-- start of Dataset rows --
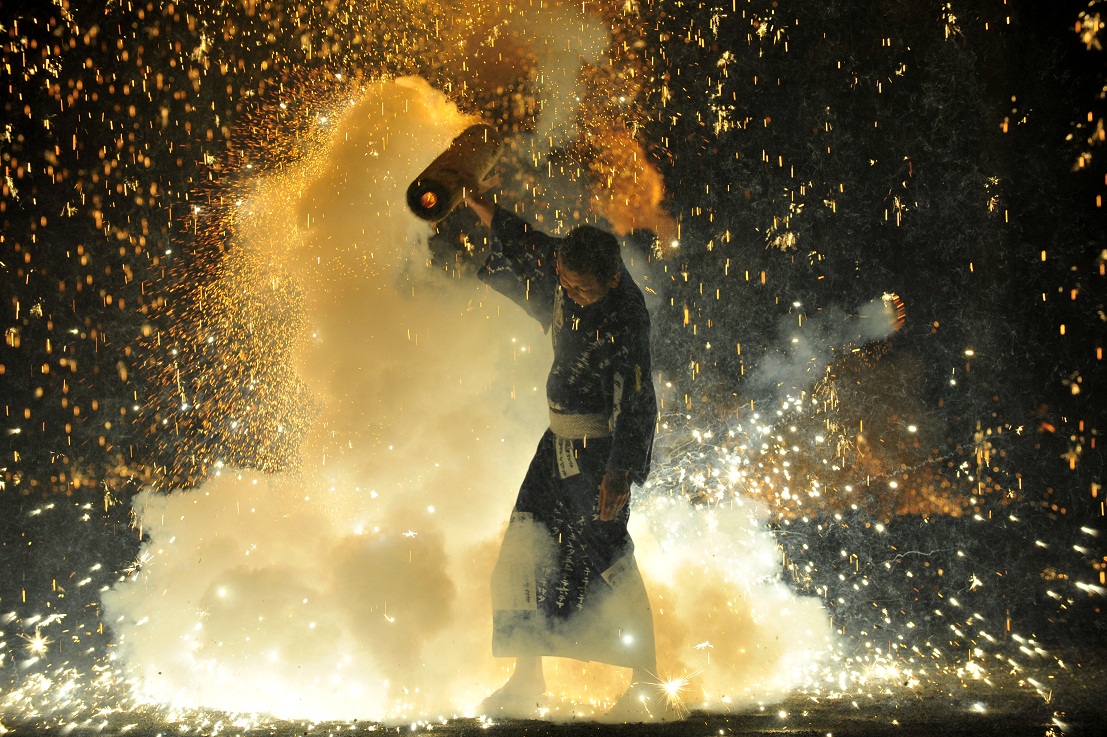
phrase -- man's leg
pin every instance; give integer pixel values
(519, 697)
(528, 678)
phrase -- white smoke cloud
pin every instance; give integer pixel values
(808, 345)
(358, 587)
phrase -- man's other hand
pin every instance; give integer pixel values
(614, 491)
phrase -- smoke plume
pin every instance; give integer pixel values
(358, 584)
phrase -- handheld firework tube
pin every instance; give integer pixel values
(441, 186)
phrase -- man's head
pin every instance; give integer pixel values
(589, 265)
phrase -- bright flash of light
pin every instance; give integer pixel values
(672, 691)
(37, 644)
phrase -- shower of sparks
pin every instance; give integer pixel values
(143, 125)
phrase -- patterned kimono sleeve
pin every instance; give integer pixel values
(635, 404)
(521, 266)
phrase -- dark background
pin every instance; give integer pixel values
(904, 151)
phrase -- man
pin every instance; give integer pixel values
(566, 583)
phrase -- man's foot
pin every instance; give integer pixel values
(514, 701)
(641, 703)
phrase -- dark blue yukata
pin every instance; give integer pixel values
(566, 582)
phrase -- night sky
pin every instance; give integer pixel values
(775, 166)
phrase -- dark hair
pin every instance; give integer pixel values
(591, 251)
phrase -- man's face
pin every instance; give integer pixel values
(585, 289)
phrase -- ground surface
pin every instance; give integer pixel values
(1063, 703)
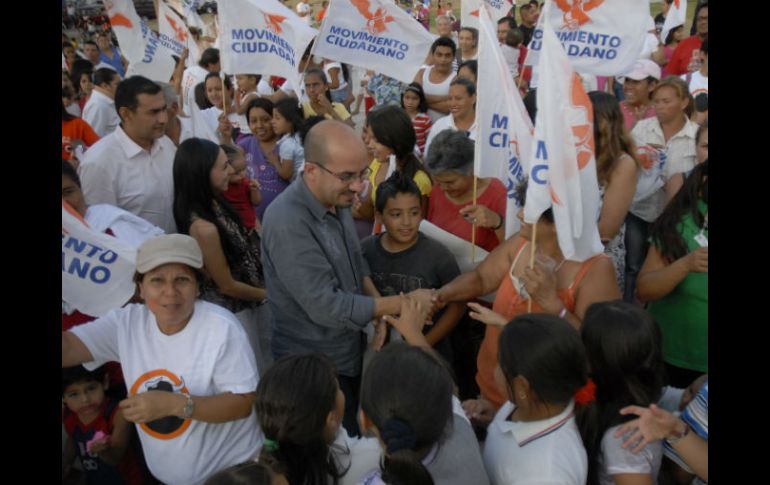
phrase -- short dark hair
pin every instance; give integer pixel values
(548, 352)
(416, 88)
(129, 89)
(104, 75)
(510, 20)
(78, 373)
(209, 56)
(396, 184)
(443, 42)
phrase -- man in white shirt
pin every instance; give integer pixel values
(132, 167)
(99, 111)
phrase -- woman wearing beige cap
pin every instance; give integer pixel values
(187, 363)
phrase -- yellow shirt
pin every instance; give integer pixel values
(420, 178)
(339, 108)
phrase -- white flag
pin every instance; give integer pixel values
(374, 34)
(676, 15)
(262, 36)
(174, 33)
(563, 171)
(505, 129)
(600, 37)
(97, 269)
(146, 54)
(469, 11)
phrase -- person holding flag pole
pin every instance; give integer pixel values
(567, 270)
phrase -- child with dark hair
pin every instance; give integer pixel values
(623, 346)
(402, 259)
(287, 123)
(97, 431)
(416, 106)
(243, 192)
(533, 437)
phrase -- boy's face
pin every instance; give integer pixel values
(84, 399)
(401, 217)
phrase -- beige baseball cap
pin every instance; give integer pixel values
(169, 248)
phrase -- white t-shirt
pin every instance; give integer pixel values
(447, 123)
(615, 460)
(543, 452)
(117, 171)
(210, 356)
(99, 112)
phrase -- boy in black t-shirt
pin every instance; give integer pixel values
(402, 259)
-- end of Dataset rows --
§ **Given instruction**:
Repeat the material verbatim. Do not carry over any picture.

§ **Response**:
phrase -- man's leg
pin every instance; give integer pixel values
(519, 697)
(528, 678)
phrase -- white smoke cloud
pin every instance; give integer pixel values
(808, 345)
(358, 587)
phrase -- man's other hand
pin every instance; give integer pixel values
(614, 491)
phrase -- smoke plume
pin every instance; give integer pixel values
(358, 584)
phrase -- handheld firework tube
pin every instance; give integer pixel values
(441, 186)
phrase -- man's head
pin every instance; give integer pixel values
(589, 265)
phrase -- bright flash of light
pin every instance; give integer pixel values
(672, 691)
(37, 644)
phrase -- shower of sparks
pin every instance; give integer pixel values
(143, 125)
phrase -- patterned kimono sleeve
pin every instance; give integer pixel values
(635, 404)
(521, 266)
phrase -- dark background
pin every instance; give integer pixel values
(904, 151)
phrase -- man
pin every instance; give integer pixel values
(566, 583)
phrase -- man's foot
pin every instance; give integer pixel values
(514, 701)
(641, 703)
phrase -- dark blue yukata
pin every instance; give integer pixel values
(566, 582)
phrase -- night sky
pin every instance; give integer pixel values
(775, 166)
phrase -- dark hair
pin every instance; give integer pixel values
(591, 251)
phrase -- man's face
pin every instance; give integer pixel values
(585, 289)
phrase -- ground surface
pin every instance; give integer pixel values
(1063, 703)
phrase -- short dark hair
pin every instance; give integer pixel values
(548, 352)
(416, 88)
(129, 89)
(104, 75)
(510, 20)
(78, 373)
(209, 56)
(396, 184)
(443, 42)
phrase -- man in white shirt
pin every instance; give integer pixel values
(132, 167)
(99, 111)
phrase -- woman wearing beige cap
pin every instance; give integer pixel values
(187, 363)
phrase -- yellow shirt
pin every instance; give integer pixel values
(420, 178)
(339, 108)
phrase -- white flag
pin every instance; give integer pixel values
(374, 34)
(676, 15)
(262, 36)
(174, 33)
(563, 171)
(505, 129)
(600, 37)
(97, 269)
(146, 54)
(469, 11)
phrase -- person holding flag pole
pin every instance; give integer pixel values
(567, 270)
phrase -- child with dark hair
pin every instance; give integer pixel values
(623, 346)
(402, 259)
(287, 123)
(97, 431)
(416, 106)
(243, 192)
(533, 437)
phrase -- boy's face
pin every instance; give integer pixel values
(84, 399)
(401, 217)
phrase -- beige baseball cap
pin every instance; give integer pixel values
(169, 248)
phrase -- white t-shirt
pin every instance; give integer pixel values
(447, 123)
(615, 460)
(543, 452)
(117, 171)
(210, 356)
(99, 112)
phrase -- boy in black t-shirt
pin every instance; give integer pixel values
(402, 259)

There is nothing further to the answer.